### Given passage
It can be depressing at times. But I’m trying to find some beauty in it one way or the other. I like to think about Henry David Thoreau and what he wrote in his book Walden: “Find your eternity in each moment”. That’s what we all have to do at this point.
Liza Lou, artist
Like a lot of people, I had been cleaning the house like a maniac! I came across my old comfort blanket on a top shelf in my closet. I was immediately struck by having this tattered thing in my hand and the memory of how that felt as a kid. That was the impetus for my project – inviting people to use whatever they had at home to make their own comfort blanket. What could people make not just out of their scrap materials but also out of this moment and the limitations it brings?
People have been really creative. One woman whose husband passed away is making her blanket out of his old clothes. I talked to somebody who is a real globetrotter and now he’s suddenly stuck at home – he’s making his blanket from all the tote bags he gets given on his travels.

### Parts of the exercise
**a)** In the passage about the comfort blanket project, what led Liza Lou to start the project? Answer in one to three sentences.
**b)** Carry on the passage about the comfort blanket project from its last sentence.
The records play no part in the tasks.

### Data provided
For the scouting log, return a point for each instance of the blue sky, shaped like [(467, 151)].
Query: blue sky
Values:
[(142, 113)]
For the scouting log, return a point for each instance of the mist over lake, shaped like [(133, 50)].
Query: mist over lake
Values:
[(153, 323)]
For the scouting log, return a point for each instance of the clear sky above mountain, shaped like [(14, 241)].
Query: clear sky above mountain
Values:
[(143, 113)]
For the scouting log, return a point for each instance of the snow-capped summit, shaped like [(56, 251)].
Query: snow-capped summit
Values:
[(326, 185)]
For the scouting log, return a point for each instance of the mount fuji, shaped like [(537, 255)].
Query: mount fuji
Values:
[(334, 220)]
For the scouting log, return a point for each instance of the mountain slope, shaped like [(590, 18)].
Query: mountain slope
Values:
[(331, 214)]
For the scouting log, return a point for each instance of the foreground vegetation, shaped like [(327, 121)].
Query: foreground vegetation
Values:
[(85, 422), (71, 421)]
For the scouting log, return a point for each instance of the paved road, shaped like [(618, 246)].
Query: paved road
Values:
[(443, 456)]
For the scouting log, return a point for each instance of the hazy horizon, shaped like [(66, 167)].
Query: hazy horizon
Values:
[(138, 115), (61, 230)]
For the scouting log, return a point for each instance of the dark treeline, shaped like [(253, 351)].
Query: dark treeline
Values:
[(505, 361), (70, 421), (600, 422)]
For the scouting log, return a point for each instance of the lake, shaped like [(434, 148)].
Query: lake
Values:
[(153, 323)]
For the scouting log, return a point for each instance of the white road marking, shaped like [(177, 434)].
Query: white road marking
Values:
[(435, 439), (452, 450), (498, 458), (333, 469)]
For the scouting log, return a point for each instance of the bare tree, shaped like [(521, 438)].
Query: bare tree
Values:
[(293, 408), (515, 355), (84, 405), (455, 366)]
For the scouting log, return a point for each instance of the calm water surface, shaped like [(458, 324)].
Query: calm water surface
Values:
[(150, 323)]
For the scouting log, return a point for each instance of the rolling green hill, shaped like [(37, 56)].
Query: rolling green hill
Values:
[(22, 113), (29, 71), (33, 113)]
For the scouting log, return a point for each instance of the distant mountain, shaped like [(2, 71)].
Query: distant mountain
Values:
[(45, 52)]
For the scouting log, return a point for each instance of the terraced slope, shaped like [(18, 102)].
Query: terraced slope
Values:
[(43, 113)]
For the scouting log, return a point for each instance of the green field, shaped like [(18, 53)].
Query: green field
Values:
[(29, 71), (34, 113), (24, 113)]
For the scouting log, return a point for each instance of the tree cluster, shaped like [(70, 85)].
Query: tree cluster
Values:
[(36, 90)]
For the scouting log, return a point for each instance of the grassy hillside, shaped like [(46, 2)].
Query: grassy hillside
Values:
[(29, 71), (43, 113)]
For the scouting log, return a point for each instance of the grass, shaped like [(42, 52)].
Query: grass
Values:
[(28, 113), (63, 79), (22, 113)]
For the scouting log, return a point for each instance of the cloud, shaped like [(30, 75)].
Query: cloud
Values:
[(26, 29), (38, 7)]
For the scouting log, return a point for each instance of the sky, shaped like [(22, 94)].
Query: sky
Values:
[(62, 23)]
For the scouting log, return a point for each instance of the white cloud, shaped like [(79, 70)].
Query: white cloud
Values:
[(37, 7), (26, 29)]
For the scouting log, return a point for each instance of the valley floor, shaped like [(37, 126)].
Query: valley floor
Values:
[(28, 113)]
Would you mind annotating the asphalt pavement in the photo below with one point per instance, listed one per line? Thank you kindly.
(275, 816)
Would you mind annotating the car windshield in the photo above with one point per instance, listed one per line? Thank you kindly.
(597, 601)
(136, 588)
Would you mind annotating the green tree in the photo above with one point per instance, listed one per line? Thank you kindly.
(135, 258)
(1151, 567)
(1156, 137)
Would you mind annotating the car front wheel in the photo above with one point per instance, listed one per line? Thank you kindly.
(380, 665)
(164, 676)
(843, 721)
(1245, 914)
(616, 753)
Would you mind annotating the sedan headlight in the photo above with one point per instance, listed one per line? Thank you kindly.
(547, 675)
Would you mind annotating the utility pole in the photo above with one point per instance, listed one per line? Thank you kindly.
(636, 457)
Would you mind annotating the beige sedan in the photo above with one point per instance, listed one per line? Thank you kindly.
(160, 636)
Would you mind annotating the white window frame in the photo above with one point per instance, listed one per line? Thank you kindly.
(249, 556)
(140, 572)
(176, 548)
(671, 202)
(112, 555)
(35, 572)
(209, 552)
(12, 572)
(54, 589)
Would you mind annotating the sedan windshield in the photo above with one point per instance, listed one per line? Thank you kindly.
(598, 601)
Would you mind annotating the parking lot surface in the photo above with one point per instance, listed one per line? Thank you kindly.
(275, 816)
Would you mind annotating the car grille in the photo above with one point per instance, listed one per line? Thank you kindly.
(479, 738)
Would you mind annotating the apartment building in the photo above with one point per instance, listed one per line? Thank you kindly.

### Expected responses
**a)** While cleaning her house, she found her old comfort blanket on a top shelf in her closet. Holding the tattered blanket brought back the memory of how it felt as a kid, and that became the impetus for inviting people to make their own comfort blankets from whatever they had at home.

**b)**
People have been posting their work at #apartogether_art. The hashtag becomes this living space as people add things and comment on them. Then there’s a website where I’m archiving people’s work. I’m also doing live Instagram stuff every Wednesday at 9am. I’m going to do some virtual studio visits with other artists next.
I want to exhibit all the blankets when this is over. It would be very poignant to have them all together and capture the intensity of what this moment felt like.
Hofesh Shechter, choreographer
I was in the middle of making a new piece for seven dancers. The premiere was supposed to be a month from now at Brighton festival, which has been cancelled, in a double bill with my piece Clowns. Clowns is very violent and nefarious and I wanted to balance that by creating something healing. The conversation in the studio was that the most valuable currency of our time is hope.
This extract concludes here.